§ **Görev A**
Aşağıdaki İstanbul yazısına göre şu soruları lütfen yanıtlayın:
(i) Yazar İstanbul'a hangi yılda ve kaç yaşında geldi?
(ii) Altıncı maddede istenen kütüphane en az kaç kitap, belge, resim, harita vb. içermeli?
(iii) On ikinci maddede İstanbul ekmekleri için ne isteniyor?

++++ Kaynak Metin

Hür bir İstanbullu Olarak
Bendeniz İstanbul’a 1939’da yedi yaşında küçük bir çocuk olarak yatılı mektepte okumak üzere geldim. Altmış küsur yıldır İstanbulluyum.
Hür bir İstanbullu olarak haklarım, hürriyetlerim, arzularım, dualarım, beddualarım vardır.
Bunları sıralamama müsaade buyurulmasını istirham ederim:
Birincisi: İstanbul’un, dünyanın en medenî kültür şehri olmasını istiyorum. Dünyanın en büyük köyü veya mezrası olmasını istemiyorum.
İkincisi: Öncelikle sur içi tarihî İstanbul’da en az on adet Gülhane Parkı gibi park, bahçe, yeşillik, koru, havadar yer istiyorum. Sık sık oralara gidip sincaplara fıstık, serçelere kurabiye kırıntıları atmak istiyorum.
Üçüncüsü: İstanbul’da insanların birbirleriyle efendimli konuşmalarını istiyorum, aha oha moha gibi böğürtüler ve ünlemler işitmek istemiyorum.
Dördüncüsü: İstanbul’da yeterli miktarda Eton gibi, eski Mekteb-i Sultanî gibi güçlü ve vasıflı millî mektepler olmasını istiyorum.
Beşincisi: Eski İstanbul kültür, nezaket, kibarlık, edeb, görgüsünün tekrar hayata geçirilmesini istiyorum.
Altıncısı: En az on beş milyon kitap, belge, resim, harita vs. ihtiva eden ve ihtişamlı bir binaya sahip olan dünyaca meşhur bir İSTANBUL KÜTÜPHANESİ istiyorum.
Yedincisi: İstanbul kadın ve kızlarına hürmet edilmesini, onların bir kısmının seks ve şehvet aleti haline getirilmemesini istiyorum.
Sekizincisi: Toplu taşıma vasıtalarında yaşlılar ayakta seyahat ederken, birtakım saygısız gençlerin oturduğunu görmek istemiyorum.
Dokuzuncusu: İstanbul bir İslam şehridir, eskiden Darü’l-Hilafe idi. İstanbul Müslümanlarının dindar olmasını, namaz kılmasını istiyorum.
Onuncusu: Okullardaki erkek öğrencilerin küçük beyefendiler, kız öğrencilerin küçük hanımefendiler olmasını istiyorum.
On birincisi: İstanbul’umda seks azgınlıklarının ve pisliklerinin sokaklara, meydanlara taşmasını, şehrin modern bir Sodom ve Gomore haline dönüşmesini istemiyorum.
On ikincisi: İstanbul ekmeklerinin dünyanın en leziz ekmekleri olmasını istiyorum.

++++++++

§ **Görev B**
Aşağıdaki kayıtlarda "person" dizesini içeren her satırı sıralayın. Büyük-küçük harf farkı önemlidir.

++++ Girdi Malzemesi

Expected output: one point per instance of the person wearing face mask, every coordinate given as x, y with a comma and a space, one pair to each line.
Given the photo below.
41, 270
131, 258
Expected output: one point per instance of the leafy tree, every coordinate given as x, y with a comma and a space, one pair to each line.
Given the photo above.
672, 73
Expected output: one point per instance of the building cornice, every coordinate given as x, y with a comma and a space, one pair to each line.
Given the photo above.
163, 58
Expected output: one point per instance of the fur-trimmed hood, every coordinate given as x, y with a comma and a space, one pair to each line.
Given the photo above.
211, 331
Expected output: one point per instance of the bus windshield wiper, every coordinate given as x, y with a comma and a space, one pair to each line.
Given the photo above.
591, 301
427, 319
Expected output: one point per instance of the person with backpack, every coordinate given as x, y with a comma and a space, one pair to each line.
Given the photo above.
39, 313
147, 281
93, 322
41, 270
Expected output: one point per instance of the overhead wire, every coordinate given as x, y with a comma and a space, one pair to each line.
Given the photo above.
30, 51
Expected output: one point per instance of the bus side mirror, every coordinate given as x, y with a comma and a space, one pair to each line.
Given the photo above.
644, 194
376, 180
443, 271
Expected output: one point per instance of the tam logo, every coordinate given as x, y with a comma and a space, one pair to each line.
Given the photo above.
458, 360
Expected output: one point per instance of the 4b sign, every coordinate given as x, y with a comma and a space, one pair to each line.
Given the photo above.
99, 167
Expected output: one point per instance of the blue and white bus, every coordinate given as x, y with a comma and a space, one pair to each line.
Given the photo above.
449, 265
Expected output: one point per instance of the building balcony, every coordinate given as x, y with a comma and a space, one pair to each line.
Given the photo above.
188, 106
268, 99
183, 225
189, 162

++++++++

§ **Görev Sonucu A**
(i) 1939'da, yedi yaşında.
(ii) En az on beş milyon.
(iii) Dünyanın en leziz ekmekleri olmaları.

§ **Görev Sonucu B**
Expected output: one point per instance of the person wearing face mask, every coordinate given as x, y with a comma and a space, one pair to each line.
Expected output: one point per instance of the person with backpack, every coordinate given as x, y with a comma and a space, one pair to each line.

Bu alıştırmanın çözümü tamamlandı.